* _WORK INSTRUCTION_
Filter the records down to the lines that hold the word "framed", and copy each of those lines.

* _GIVEN RECORDS_

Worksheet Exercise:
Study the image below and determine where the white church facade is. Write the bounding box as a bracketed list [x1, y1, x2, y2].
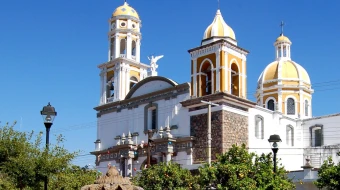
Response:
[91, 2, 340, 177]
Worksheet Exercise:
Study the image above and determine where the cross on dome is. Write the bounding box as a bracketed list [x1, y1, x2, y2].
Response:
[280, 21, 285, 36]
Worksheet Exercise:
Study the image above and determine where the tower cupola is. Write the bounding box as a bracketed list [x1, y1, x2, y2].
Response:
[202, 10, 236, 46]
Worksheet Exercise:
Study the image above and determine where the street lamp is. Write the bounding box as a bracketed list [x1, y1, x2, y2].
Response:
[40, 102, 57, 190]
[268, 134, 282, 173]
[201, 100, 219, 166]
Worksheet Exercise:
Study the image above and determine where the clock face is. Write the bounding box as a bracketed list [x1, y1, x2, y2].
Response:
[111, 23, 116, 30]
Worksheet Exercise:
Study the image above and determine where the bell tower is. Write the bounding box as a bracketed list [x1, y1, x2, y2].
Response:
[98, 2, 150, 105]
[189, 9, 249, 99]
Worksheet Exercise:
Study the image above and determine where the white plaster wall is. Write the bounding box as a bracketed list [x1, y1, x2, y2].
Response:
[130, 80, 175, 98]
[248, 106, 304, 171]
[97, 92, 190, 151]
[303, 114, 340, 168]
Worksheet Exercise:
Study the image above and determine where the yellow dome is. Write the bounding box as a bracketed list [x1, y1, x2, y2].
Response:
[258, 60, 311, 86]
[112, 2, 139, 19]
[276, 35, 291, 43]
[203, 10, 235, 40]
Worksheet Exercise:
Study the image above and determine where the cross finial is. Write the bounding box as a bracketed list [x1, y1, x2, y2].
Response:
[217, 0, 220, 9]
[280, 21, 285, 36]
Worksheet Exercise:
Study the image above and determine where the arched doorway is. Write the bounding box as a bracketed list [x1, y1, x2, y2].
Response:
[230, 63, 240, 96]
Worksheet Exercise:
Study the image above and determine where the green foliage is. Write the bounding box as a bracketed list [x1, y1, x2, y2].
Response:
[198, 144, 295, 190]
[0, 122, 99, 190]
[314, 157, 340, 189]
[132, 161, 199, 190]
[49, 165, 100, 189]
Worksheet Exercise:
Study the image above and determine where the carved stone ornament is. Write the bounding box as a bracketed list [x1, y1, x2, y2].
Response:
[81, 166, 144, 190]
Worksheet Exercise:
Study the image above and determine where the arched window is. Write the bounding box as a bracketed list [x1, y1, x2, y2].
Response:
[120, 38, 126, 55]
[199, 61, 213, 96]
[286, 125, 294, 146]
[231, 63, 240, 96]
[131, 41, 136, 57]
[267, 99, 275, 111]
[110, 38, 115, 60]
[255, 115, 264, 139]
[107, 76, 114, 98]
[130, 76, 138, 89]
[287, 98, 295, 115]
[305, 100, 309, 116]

==

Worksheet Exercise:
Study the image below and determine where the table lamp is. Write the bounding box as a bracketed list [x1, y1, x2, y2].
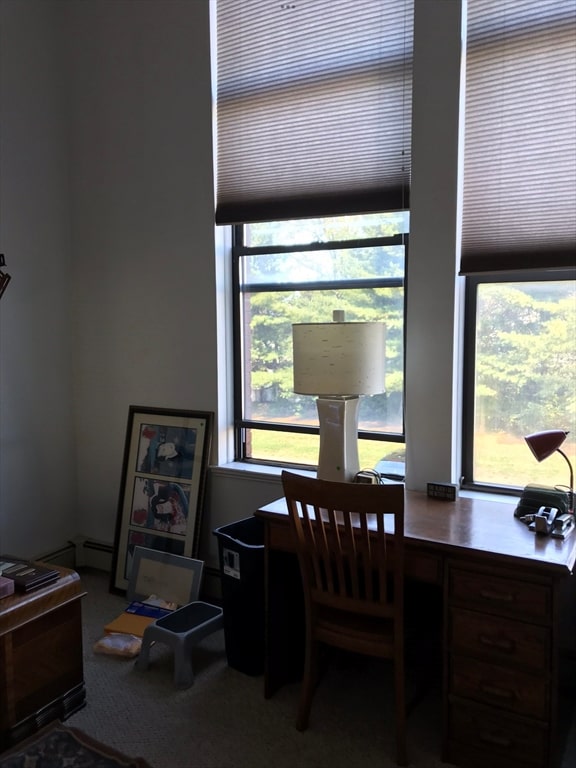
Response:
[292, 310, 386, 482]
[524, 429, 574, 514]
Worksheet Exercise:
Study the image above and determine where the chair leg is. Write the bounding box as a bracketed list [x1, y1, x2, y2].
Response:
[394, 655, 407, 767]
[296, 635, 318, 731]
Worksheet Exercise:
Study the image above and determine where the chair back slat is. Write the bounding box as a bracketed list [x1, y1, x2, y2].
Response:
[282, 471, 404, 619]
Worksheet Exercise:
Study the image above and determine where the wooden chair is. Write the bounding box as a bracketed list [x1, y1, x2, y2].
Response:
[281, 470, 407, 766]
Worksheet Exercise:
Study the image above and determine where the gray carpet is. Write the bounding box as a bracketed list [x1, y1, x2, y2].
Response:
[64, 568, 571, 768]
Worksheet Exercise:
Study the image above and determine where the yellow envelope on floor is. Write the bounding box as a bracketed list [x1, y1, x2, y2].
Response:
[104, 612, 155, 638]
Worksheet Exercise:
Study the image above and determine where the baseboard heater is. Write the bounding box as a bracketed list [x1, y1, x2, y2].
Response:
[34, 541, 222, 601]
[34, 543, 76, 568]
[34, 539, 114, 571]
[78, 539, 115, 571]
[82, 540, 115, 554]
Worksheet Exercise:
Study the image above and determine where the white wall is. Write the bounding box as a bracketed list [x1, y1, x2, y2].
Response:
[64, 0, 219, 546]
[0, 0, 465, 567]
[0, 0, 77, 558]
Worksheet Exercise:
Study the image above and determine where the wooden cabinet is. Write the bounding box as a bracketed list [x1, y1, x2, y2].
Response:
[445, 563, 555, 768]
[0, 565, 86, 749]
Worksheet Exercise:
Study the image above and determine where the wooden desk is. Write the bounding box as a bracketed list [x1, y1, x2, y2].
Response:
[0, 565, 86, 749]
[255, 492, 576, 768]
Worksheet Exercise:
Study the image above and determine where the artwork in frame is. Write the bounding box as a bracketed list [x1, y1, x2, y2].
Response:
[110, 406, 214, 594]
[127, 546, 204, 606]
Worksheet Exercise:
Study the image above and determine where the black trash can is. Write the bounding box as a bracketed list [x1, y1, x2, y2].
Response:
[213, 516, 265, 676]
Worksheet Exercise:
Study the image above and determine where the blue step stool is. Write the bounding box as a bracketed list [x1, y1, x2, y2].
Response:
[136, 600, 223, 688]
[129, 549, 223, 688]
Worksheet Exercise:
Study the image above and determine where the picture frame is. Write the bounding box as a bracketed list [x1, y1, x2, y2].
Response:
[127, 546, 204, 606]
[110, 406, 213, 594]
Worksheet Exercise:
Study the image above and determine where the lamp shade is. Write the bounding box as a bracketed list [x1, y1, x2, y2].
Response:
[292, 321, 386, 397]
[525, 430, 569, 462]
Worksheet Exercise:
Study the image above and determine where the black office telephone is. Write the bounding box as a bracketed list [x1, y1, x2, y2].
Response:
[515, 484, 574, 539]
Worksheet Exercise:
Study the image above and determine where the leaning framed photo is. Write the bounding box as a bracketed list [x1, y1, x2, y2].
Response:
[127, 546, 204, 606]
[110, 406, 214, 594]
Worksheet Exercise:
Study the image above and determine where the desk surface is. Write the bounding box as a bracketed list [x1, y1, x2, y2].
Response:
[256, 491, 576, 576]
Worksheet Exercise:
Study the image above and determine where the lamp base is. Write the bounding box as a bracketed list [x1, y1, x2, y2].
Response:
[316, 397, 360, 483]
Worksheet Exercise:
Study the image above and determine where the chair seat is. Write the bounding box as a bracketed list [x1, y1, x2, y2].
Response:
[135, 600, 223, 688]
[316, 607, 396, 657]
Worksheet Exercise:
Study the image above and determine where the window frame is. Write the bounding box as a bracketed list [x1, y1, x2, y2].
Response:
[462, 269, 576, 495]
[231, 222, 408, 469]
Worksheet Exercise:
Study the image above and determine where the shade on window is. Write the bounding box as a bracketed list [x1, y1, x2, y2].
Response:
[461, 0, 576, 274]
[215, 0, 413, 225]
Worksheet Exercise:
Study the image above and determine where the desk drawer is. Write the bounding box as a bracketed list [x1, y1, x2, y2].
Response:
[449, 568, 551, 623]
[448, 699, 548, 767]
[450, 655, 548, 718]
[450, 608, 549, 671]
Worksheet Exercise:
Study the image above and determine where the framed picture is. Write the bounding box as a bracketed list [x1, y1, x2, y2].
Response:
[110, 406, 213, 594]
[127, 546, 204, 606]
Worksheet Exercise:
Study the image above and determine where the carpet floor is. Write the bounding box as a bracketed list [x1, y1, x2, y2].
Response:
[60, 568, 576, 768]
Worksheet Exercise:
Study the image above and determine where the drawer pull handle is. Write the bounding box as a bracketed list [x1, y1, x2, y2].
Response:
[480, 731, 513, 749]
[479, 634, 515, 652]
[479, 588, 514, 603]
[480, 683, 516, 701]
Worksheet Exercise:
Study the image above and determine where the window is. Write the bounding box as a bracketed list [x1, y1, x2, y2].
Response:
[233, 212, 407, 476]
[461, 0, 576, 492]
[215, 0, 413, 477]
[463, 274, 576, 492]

* _RESPONSE BOX_
Study the image above and determine where the leaning framed photo is. Write the bounding box as a bracketed list [x1, y1, x2, y2].
Study the image above and determine where the framed picture is. Write the bounding box as a bracketed list [x1, y1, x2, y2].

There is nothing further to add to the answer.